> _PASSAGE SHOWN_
================================
The startling news of the lack of faith in the Real Presence of Christ in the Eucharist in about 69% of Catholics today should come as no surprise to those familiar with the messages and missions of St. Faustina Kowalska and Dorothy O’Neill Weimar, both of the twentieth century, one in Poland and the other in the United States.
St. Faustina is well known because her diary has been translated into many languages and her message of devotion to Divine Mercy has been instilled in the hearts of many through the Feast of Divine Mercy, the image of The Divine Mercy, the special chaplet, the daily three-o’clock observance, and the novena requested by Jesus.
On the other hand, Dorothy O’Neill Weimar is hardly known because her Marian and Eucharistic message and mission were revealed in the midst of the theological and moral mayhem following Vatican II. The relevancy of her graces should become apparent, as we must now face the statistical facts.
St. Paul clearly defines the problem in 1 Corinthians 11:27–30, where he speaks of the unworthy reception of Real Presence of Christ in the Eucharist. He describes succinctly the effects of a deficient faith in the Eucharist: “That is why many of you are weak and ill, and some have died”; that is, spiritually, from this lack of Eucharistic faith.
St. Faustina’s Message about the Mass
St. Faustina herself made important entries in her diary concerning the Eucharist of the Last Supper, the first Mass.
During this hour of prayer, Jesus allowed me to enter the Cenacle, and I was a witness to what happened there. However, I was most deeply moved when, before the Consecration, Jesus raised His eyes to heaven and entered into a mysterious conversation with His Father. It is only in eternity that we shall really understand that moment. His eyes were like two flames; His face was radiant, white as snow; His whole personage full of majesty, His soul full of longing. At the moment of Consecration, love rested satiated — the sacrifice fully consummated. Now only the external ceremony of death will be carried out — external destruction; the essence [of it] is in the Cenacle. Never in my whole life had I understood this mystery so profoundly as during that Hour of Adoration. Oh, how ardently I desire that the whole world would come to know this unfathomable mystery! (684)
================================
> _GIVEN RECORDS_
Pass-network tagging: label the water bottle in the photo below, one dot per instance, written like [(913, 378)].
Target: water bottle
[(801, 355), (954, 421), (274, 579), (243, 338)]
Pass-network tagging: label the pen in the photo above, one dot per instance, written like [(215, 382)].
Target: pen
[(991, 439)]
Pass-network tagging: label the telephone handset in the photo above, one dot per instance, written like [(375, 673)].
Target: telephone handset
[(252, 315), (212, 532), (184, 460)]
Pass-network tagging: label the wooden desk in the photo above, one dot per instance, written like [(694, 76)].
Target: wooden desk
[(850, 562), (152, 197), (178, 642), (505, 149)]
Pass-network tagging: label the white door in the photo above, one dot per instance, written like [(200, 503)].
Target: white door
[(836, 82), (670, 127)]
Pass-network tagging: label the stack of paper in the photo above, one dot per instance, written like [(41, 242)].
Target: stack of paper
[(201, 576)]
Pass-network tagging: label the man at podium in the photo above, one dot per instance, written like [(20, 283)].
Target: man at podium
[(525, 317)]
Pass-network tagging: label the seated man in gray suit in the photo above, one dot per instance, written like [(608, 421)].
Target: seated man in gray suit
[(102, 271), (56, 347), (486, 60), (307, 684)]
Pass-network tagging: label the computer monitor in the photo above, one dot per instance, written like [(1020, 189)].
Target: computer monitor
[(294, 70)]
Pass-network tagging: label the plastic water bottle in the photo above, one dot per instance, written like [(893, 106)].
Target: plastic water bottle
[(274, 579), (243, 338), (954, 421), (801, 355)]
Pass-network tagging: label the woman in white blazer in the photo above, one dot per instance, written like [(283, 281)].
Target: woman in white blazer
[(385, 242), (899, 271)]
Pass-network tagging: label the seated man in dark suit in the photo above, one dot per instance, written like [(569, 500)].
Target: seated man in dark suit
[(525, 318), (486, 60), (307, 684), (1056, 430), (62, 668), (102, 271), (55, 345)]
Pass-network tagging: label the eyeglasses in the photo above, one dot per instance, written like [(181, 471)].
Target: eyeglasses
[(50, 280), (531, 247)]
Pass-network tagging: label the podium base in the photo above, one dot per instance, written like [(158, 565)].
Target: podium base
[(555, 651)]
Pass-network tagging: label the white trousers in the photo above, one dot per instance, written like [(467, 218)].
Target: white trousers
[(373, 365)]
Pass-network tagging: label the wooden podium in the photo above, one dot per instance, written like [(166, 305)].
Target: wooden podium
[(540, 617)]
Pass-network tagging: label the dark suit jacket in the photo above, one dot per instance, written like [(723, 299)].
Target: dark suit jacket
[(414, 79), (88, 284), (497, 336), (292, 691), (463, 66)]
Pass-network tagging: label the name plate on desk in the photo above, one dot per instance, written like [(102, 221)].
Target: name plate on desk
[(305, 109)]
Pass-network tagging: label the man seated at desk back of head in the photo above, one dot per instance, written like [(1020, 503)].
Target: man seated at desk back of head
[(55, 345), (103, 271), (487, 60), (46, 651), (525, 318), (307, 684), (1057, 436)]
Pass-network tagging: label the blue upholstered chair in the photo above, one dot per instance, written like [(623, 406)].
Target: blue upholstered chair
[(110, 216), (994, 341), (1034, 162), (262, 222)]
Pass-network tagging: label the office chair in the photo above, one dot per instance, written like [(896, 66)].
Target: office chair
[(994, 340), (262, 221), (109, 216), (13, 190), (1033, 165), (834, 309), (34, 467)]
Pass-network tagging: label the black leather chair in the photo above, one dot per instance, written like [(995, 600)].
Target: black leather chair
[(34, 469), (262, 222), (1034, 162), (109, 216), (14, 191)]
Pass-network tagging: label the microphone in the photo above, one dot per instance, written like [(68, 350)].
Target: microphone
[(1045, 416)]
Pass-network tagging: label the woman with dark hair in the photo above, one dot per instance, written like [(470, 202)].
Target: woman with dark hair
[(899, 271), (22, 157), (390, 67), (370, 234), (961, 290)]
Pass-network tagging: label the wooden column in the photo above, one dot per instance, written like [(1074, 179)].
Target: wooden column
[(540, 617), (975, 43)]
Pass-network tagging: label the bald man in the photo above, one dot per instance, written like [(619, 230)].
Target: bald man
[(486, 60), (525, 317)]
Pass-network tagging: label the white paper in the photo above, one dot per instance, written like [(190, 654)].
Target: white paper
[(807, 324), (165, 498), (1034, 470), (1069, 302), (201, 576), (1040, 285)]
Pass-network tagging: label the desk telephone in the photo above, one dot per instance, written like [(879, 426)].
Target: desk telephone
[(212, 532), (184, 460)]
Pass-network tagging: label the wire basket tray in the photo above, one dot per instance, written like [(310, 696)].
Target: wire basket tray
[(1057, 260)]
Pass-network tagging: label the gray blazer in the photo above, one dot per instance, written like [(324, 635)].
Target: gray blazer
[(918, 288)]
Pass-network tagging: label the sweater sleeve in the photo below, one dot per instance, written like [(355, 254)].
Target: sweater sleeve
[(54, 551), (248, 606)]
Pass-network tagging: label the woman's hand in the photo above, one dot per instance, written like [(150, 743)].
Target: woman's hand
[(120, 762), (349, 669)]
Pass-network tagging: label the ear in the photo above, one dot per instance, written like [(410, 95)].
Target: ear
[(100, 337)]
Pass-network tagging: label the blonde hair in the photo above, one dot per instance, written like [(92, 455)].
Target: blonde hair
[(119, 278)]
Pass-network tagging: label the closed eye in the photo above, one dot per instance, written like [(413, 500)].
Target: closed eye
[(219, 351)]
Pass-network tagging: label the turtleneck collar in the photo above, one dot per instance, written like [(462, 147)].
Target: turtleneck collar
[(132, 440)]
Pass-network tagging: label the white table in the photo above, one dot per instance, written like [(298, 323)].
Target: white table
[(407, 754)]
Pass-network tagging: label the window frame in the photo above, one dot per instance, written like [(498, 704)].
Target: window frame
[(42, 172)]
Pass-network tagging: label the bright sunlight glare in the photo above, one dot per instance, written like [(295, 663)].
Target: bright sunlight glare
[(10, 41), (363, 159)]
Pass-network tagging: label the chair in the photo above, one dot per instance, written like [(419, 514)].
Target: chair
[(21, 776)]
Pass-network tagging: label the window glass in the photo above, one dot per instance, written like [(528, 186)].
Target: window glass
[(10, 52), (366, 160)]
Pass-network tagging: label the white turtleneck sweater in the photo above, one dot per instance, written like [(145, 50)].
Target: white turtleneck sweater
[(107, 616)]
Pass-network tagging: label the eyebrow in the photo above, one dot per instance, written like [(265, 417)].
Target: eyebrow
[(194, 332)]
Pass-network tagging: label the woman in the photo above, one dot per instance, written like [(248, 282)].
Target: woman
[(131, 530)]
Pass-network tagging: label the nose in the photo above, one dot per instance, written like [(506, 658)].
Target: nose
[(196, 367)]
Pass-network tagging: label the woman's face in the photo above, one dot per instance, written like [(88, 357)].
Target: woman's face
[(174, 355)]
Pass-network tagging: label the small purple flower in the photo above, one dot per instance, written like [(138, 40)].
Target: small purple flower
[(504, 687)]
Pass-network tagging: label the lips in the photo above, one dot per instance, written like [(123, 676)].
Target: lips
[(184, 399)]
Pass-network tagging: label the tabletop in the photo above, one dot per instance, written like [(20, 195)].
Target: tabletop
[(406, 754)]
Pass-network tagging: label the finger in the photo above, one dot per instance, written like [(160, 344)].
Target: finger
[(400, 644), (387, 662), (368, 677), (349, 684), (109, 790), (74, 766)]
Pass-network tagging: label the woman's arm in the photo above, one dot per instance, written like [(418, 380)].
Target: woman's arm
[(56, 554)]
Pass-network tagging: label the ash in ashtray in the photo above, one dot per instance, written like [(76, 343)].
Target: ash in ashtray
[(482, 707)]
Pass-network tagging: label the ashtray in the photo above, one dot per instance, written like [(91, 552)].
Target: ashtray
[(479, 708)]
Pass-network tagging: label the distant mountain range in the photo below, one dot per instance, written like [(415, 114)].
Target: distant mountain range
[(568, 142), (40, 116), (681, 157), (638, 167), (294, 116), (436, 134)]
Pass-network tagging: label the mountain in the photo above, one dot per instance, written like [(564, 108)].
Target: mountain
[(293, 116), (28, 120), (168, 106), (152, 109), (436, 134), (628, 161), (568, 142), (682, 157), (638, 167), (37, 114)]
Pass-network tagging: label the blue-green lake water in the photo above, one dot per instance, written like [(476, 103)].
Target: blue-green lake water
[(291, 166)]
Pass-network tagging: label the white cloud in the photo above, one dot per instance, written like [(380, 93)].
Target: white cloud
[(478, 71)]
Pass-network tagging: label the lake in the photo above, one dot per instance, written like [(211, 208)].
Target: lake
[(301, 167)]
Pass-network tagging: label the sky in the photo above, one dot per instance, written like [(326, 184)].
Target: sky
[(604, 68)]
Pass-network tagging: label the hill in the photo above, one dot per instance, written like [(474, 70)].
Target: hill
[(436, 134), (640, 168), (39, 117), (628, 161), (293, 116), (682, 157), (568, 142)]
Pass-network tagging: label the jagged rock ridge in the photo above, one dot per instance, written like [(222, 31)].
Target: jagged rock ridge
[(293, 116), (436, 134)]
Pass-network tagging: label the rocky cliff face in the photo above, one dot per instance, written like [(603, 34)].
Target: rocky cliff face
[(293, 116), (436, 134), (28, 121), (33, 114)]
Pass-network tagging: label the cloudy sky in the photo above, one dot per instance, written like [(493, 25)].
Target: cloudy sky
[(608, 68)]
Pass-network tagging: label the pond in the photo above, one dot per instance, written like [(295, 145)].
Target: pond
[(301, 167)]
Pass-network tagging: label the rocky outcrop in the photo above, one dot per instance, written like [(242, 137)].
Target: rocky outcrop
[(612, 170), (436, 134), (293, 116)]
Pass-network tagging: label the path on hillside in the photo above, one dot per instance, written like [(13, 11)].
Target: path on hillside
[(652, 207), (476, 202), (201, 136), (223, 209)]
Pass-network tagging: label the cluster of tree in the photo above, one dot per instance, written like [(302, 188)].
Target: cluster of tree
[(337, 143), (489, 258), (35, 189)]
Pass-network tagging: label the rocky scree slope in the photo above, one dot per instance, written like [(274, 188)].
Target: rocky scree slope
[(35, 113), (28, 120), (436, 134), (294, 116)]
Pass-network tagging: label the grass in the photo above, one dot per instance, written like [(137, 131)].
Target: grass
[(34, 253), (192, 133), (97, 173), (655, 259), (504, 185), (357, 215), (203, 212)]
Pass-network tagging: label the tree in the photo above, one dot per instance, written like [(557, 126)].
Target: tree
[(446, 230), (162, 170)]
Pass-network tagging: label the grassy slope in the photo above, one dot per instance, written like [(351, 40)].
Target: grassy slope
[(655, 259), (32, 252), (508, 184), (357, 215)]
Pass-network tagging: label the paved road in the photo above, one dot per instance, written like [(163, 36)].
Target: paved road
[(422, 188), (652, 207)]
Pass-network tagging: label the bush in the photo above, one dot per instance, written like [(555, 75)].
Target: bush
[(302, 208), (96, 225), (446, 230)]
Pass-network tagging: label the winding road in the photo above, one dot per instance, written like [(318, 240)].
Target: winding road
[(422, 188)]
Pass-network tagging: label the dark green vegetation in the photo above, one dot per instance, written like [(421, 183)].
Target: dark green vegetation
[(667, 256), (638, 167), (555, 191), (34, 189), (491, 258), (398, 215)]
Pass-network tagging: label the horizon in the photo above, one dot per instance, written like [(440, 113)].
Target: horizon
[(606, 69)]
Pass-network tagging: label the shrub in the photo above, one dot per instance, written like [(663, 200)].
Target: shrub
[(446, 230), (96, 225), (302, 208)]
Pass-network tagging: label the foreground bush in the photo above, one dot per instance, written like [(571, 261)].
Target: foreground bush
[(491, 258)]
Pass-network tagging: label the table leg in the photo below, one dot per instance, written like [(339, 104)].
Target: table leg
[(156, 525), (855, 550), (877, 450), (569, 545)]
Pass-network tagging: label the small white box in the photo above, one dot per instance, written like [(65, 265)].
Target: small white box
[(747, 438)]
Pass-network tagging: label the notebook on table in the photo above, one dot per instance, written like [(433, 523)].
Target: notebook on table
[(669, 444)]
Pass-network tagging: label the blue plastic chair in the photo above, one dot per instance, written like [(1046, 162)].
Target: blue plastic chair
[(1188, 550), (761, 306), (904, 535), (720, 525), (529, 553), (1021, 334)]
================================
> _GOALS_
1) According to the passage on Eucharistic faith, what share of Catholics today lack faith in the Real Presence of Christ in the Eucharist?
2) Decide whether each statement agrees with the passage on Eucharistic faith, answering yes or no and quoting the words that settle it: (a) St. Faustina's diary has been translated into many languages. (b) Dorothy O'Neill Weimar is widely known. (c) In the diary entry, Jesus looked down before the Consecration.
3) Write the next part of the passage on Eucharistic faith, picking up after the diary entry numbered 684.

> _ANSWER SET_
1) About 69%.

2)
(a) Yes: "her diary has been translated into many languages"
(b) No: "Dorothy O’Neill Weimar is hardly known"
(c) No: "before the Consecration, Jesus raised His eyes to heaven"

3)
Faustina added elsewhere:
Oh, what awesome mysteries take place during Mass! A great mystery is accomplished in the Holy Mass. With what great devotion should we listen to and take part in this death of Jesus. One day we will know what God is doing for us in each Mass, and what sort of gift He is preparing in it for us. Only His divine love could permit that such a gift be provided for us. O Jesus, my Jesus, with what great pain is my soul pierced when I see this fountain of life gushing forth with such sweetness and power for each soul. While at the same time I see souls withering away and drying up through their own fault. O Jesus, grant that the power of mercy embrace these souls. (914)
In the first quote, she states the scriptural and theological facts. In the second, she adds the woeful response to this supreme Divine Gift to mankind.
Dorothy O’Neill Weimar’s Focus on the Holy Sacrifice
Dorothy O’Neill Weimar’s messages were aimed more directly to our problems. Her experiences, as recorded in her journal, available on her website, centered on the Real Presence of the Sacrifice of Calvary in the Mass. What St. Padre Pio experienced at the altar, Dorothy experienced as an ordinary participant in the church pew through a mystical union with the celebrating priest.
Although her journal begins with the first mystical entry in July 1940, preparing her for a vocation as a victim soul, her unique participation in the Passion during the Mass seems to have begun in December 1947. The following was a constant occurrence at Mass until Dorothy’s death in 1974, and she recorded the experience several times. Its structure was based on (1) a vision of the world enveloped in sin, (2) a revolting experience of the ugliness of sin, (3) the way of salvation: the passion and death of Jesus, (4) at the consecration, the acceptance of this filial sacrifice of supreme love by God the Father, (5) the universal effects of this divine sacrifice (“and I, when I am lifted up from the earth, will draw all men to myself” [Jn 12:32]), (6) the sacramental fulfillment of 1 Peter 2:24 (“By His wounds you have been healed”), and an absorbing union with the Paschal Savior in communion.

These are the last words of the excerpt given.